:: INSTRUÇÕES DA TAREFA ::
1. De acordo com o texto sobre os castanheiros, qual é a principal fonte de proteína na mata?
2. Reproduza o trecho do texto sobre os castanheiros que se inicia nas palavras "Tudo o que cozinham" e encerre após "contidas as sementes.".
3. Prossiga com o texto sobre os castanheiros a partir do ponto em que ele termina.

Tudo o que cozinham enquanto estão na mata tem a castanha como base – tanto a amêndoa fresca quanto o leite extraído dela, com o qual fazem suco de cupuaçu e de cacau, mingau de açaí e de bacaba, e também o preparo da caça. A principal fonte de proteína é a carne de animais silvestres, assada em braseiros alimentados por cumbucas de ouriços da castanha, o fruto onde estão contidas as sementes.
Esta interação promove a limpeza dos castanhais e dispersão de sementes. Os castanheiros fazem parte da ecologia da floresta, considera Renata. “Só o fato de abrirem os ouriços significa que já estão espalhando sementes.” Ao longo das trilhas que percorrem com a castanha, há muito mais regeneração natural do que nas áreas de vegetação original. A queima dos ouriços transforma a matéria orgânica em carvões que, com o tempo, estimulam a fertilização do solo. “Isso vai virar terra preta. É preciso aprender com eles sobre como alterar paisagens, criando diversidade e esses solos férteis”, diz a cientista.

:: DADOS FORNECIDOS ::
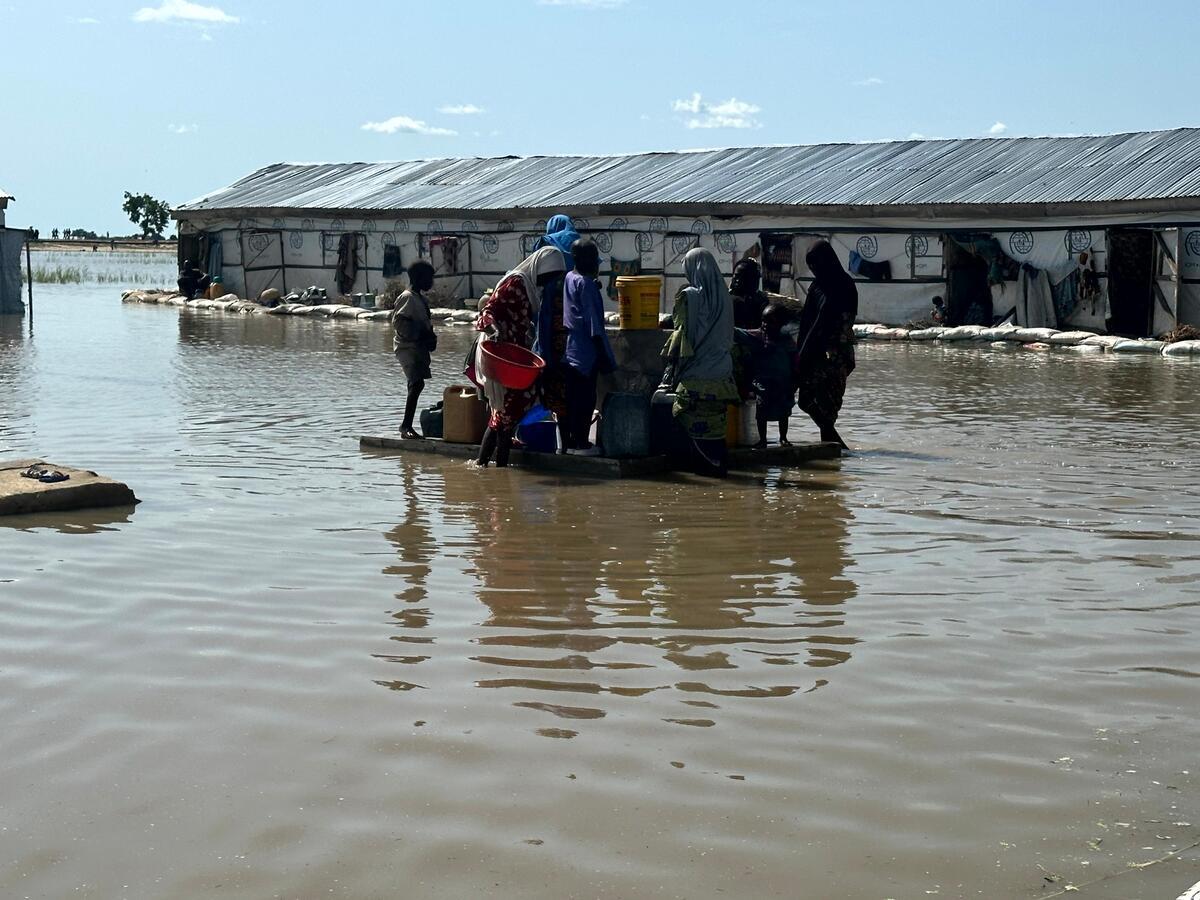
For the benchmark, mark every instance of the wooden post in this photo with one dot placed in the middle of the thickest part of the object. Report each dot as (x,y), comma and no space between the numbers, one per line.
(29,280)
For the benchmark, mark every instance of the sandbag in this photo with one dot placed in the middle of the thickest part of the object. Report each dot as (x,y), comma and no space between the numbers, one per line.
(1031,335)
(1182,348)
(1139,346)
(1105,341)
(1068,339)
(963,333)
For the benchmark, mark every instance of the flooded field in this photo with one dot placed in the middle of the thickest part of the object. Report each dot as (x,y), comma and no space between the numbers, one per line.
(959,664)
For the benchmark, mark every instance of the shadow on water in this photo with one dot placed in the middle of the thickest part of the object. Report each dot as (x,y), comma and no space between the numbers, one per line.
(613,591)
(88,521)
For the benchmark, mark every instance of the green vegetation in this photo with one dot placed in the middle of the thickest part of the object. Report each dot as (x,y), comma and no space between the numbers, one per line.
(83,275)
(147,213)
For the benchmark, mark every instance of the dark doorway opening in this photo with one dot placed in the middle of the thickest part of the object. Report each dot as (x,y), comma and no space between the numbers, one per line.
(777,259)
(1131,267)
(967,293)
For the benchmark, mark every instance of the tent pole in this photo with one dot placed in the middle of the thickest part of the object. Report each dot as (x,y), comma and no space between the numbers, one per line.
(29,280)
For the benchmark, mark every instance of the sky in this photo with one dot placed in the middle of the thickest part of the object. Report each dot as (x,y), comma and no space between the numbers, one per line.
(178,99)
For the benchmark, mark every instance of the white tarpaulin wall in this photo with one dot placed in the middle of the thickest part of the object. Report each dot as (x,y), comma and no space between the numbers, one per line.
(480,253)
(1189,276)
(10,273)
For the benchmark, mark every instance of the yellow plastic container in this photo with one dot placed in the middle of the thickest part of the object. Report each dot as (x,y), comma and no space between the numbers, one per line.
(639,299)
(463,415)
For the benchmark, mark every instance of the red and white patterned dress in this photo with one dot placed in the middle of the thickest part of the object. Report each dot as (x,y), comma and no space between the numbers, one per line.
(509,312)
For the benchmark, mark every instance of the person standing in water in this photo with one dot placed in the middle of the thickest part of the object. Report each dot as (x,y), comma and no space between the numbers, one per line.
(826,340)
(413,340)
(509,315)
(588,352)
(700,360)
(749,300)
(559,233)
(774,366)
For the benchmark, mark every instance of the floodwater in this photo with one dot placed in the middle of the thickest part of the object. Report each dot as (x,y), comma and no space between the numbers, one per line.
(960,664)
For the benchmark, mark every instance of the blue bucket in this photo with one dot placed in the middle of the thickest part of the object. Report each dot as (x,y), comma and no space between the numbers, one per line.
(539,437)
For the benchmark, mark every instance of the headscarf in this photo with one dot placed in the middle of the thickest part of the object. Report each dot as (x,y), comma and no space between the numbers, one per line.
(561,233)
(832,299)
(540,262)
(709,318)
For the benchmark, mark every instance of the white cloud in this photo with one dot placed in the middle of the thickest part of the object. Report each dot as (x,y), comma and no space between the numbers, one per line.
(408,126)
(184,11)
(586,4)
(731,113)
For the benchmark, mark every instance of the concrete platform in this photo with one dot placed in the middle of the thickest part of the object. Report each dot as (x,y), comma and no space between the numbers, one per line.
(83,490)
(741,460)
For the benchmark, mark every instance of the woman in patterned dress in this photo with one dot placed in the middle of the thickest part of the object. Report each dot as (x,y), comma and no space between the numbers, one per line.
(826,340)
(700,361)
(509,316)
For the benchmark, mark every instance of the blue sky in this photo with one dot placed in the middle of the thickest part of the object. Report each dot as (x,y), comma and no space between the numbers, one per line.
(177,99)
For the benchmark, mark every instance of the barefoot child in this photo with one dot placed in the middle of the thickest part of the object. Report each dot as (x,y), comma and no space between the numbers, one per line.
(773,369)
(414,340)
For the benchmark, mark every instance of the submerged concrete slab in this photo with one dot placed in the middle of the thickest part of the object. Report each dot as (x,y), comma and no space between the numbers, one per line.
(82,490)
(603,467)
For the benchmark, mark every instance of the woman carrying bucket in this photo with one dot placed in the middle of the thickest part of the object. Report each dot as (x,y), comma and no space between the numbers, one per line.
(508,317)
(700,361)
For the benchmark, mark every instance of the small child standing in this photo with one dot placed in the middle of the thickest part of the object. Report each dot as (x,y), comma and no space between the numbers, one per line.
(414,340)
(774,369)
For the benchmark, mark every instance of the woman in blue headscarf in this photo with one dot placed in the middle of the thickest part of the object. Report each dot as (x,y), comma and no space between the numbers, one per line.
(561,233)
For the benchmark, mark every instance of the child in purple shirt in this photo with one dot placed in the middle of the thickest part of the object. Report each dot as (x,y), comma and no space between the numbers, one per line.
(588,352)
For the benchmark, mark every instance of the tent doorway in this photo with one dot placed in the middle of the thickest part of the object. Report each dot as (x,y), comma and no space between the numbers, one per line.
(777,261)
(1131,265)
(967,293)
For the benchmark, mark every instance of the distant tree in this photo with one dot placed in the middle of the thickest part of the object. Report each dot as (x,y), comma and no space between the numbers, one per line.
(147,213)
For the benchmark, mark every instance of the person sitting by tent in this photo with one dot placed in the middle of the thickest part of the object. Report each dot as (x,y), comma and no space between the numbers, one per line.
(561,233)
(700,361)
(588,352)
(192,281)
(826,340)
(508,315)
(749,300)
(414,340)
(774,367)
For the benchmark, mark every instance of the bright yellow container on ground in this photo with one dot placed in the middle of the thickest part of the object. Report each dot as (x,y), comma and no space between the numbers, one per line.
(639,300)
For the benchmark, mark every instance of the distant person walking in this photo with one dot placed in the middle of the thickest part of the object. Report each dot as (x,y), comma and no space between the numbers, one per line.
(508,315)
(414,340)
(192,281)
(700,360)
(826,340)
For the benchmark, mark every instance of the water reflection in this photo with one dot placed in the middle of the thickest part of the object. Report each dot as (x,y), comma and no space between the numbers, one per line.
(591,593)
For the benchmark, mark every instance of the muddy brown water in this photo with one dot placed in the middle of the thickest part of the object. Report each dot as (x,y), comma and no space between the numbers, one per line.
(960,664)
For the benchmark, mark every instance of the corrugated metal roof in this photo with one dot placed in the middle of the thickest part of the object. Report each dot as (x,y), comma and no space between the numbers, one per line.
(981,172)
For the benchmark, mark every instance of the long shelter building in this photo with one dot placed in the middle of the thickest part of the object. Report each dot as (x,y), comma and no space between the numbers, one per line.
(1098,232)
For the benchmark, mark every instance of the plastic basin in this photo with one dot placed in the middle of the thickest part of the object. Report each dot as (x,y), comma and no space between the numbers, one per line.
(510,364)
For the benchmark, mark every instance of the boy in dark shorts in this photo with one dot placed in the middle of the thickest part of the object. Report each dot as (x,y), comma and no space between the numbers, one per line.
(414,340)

:: RESULTADOS DO EXERCÍCIO ::
1. A carne de animais silvestres, assada em braseiros alimentados por cumbucas de ouriços da castanha.

2.
Tudo o que cozinham enquanto estão na mata tem a castanha como base – tanto a amêndoa fresca quanto o leite extraído dela, com o qual fazem suco de cupuaçu e de cacau, mingau de açaí e de bacaba, e também o preparo da caça. A principal fonte de proteína é a carne de animais silvestres, assada em braseiros alimentados por cumbucas de ouriços da castanha, o fruto onde estão contidas as sementes.

3.
As Terras Pretas Antropogênicas, também conhecidas como Terras Pretas de Índio, são legados dos povos amazônicos. As manchas que a caracterizam estão espalhadas por todo o bioma.
Nas margens do Rio Paru, cerca de 20 castanhais adensados, a citar apenas os localizados nas zonas de acesso das comunidades, evidenciam o manejo das matas – uma herança de povos antigos, segundo Renata Caramez. “A regeneração natural das árvores não é capaz de formar castanhais com essas características. Os recursos da abundância são resultado de milênios de ocupação indígena.”
Efeitos da crise do clima
“O extrativismo é importante não apenas para a subsistência das famílias ribeirinhas. Preservar costumes e florestas ajuda no enfrentamento das mudanças climáticas e da perda da biodiversidade”,
afirma Aldemir Pereira da Cunha, presidente da Cooperativa dos Produtores e Produtoras Agroextrativistas do Baixo Amazonas (Coopabam), fundada em 2021.
Ainda de acordo com o documento publicado pela FAO, quase metade das florestas e áreas agrícolas do mundo (4,35 bilhões de hectares) são ocupadas por populações locais e povos indígenas. Estima-se que os pequenos proprietários de terra gerem uma renda bruta anual de até US$ 1,29 trilhão. Mas o agravamento da crise do clima, os baixos investimentos em ciência e desafios tecnológicos colocam a perspectiva extrativista em cheque.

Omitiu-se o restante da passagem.